Shape labeling items:
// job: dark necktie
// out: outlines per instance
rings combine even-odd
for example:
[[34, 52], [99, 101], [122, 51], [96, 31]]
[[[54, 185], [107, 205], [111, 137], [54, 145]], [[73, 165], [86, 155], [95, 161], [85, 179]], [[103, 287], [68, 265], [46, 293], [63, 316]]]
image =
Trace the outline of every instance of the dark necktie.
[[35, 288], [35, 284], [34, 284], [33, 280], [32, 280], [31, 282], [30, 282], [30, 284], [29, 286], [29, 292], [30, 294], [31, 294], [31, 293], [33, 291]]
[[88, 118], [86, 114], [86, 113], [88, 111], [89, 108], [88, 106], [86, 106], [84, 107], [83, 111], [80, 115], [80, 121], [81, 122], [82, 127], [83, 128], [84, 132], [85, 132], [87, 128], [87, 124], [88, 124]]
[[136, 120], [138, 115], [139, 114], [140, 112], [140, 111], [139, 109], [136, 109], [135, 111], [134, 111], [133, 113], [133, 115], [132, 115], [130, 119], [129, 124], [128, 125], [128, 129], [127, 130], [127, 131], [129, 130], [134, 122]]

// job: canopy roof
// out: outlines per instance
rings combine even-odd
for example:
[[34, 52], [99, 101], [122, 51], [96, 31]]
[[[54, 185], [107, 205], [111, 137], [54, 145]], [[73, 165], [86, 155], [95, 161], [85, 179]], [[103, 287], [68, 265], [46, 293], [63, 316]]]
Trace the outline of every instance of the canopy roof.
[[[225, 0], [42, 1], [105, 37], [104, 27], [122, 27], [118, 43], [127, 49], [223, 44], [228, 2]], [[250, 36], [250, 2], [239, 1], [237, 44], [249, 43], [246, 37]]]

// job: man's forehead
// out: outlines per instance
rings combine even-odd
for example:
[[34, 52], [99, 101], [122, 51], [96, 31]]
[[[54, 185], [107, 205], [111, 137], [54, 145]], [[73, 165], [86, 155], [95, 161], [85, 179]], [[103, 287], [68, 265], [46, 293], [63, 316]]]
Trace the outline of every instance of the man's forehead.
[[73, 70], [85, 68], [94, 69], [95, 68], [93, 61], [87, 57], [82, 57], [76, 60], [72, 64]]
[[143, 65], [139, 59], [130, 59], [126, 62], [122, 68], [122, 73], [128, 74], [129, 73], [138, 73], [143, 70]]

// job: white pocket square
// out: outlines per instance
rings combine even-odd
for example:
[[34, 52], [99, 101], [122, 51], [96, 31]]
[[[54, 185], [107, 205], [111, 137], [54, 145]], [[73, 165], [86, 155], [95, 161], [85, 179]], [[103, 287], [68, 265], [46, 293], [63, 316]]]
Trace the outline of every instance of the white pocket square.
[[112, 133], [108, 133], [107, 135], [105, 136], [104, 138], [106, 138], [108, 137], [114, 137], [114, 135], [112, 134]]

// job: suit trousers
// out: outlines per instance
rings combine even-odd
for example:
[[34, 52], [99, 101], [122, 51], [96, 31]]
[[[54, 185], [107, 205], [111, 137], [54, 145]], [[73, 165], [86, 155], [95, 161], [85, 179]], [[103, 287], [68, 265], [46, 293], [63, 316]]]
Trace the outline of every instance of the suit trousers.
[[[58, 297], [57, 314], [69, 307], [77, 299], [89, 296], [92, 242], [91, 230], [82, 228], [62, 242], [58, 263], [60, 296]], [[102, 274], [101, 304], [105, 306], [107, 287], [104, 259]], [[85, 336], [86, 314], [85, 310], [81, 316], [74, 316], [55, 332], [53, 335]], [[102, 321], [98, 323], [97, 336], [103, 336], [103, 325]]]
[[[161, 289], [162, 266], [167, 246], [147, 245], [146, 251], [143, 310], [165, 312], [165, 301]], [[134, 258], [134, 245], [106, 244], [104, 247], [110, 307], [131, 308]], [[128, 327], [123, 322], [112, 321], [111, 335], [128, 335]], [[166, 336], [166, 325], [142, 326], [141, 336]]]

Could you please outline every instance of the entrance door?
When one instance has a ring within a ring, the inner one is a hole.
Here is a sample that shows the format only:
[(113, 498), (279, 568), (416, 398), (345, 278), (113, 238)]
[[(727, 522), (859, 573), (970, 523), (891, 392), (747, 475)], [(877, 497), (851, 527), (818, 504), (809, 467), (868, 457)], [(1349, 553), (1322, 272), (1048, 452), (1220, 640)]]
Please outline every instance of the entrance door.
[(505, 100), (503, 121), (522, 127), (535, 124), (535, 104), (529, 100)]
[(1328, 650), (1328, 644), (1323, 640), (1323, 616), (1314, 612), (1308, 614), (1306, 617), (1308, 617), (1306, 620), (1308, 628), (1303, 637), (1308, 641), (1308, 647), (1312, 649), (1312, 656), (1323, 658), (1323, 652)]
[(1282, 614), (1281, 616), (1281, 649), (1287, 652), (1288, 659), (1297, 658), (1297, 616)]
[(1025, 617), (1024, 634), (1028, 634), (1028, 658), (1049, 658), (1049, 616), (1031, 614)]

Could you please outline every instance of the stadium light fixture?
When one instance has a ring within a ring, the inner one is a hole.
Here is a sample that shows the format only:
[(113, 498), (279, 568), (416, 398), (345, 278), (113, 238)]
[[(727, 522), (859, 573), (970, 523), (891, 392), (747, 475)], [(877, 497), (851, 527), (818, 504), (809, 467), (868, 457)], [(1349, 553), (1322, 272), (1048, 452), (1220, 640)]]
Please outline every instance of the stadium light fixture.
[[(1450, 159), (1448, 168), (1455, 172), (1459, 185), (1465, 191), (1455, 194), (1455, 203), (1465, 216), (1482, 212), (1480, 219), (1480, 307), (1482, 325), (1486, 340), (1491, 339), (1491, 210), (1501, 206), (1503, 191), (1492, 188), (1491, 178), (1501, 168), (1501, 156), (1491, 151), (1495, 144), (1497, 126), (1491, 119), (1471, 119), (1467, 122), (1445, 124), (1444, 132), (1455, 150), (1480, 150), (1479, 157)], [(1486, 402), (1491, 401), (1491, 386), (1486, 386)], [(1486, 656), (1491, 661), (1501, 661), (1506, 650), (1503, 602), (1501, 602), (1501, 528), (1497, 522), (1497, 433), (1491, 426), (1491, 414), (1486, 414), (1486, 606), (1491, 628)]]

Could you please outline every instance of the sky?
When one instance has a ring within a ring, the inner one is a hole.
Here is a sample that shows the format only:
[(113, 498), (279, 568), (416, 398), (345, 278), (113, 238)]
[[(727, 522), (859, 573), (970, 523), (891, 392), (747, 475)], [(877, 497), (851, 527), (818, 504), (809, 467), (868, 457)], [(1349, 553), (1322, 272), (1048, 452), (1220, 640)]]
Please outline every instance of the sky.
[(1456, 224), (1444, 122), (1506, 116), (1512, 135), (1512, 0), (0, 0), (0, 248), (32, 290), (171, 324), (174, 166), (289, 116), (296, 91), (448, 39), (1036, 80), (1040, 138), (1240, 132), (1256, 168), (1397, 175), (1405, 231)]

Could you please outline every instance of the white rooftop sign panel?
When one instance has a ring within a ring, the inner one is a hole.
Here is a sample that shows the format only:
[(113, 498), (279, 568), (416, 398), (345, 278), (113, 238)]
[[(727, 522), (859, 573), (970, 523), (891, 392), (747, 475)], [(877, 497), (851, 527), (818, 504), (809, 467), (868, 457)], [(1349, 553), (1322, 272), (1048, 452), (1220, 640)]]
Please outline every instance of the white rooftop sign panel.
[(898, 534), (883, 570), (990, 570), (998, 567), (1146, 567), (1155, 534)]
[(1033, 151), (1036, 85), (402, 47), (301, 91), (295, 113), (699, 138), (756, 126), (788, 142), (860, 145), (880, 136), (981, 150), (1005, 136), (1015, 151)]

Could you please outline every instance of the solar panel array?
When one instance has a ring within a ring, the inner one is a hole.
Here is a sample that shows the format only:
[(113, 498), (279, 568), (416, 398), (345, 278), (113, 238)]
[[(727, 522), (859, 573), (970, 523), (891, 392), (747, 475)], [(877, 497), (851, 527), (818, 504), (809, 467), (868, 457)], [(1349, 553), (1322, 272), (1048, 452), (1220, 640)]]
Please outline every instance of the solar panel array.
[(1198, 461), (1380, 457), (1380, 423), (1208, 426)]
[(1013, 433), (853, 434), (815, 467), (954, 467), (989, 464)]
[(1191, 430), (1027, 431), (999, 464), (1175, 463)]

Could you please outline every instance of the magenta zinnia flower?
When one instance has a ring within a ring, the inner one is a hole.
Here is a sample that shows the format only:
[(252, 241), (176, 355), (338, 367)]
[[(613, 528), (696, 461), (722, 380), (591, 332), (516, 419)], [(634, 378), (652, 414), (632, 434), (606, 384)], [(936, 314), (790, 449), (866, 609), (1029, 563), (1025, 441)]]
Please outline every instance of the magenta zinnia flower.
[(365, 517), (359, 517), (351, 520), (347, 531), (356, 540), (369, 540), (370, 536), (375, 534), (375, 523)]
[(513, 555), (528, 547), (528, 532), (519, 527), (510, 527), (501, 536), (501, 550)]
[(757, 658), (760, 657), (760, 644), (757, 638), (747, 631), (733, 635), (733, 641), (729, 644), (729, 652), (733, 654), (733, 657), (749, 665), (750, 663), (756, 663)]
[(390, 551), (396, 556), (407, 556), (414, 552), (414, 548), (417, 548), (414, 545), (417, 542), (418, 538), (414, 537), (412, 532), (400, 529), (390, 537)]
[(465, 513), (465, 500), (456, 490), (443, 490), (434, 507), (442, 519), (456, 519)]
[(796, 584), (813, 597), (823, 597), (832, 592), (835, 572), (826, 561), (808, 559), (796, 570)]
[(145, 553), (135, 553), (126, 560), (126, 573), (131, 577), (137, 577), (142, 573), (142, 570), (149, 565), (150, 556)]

--- Given task ---
Rewrite the items from the start through the line containing "Trace the outline of every instance of the dark", replacing "necktie" with "cravat" and leaving everything else the same.

--- Response ---
// job: dark cravat
// out: outlines per instance
rings combine even-odd
for example:
[[34, 52], [99, 101], [122, 51], [96, 31]]
[[[54, 185], [107, 205], [111, 137], [54, 145]], [[73, 165], [86, 155], [95, 161], [85, 179]], [[103, 287], [68, 265], [46, 293], [63, 316]]]
image =
Trace the outline of every instance of the dark cravat.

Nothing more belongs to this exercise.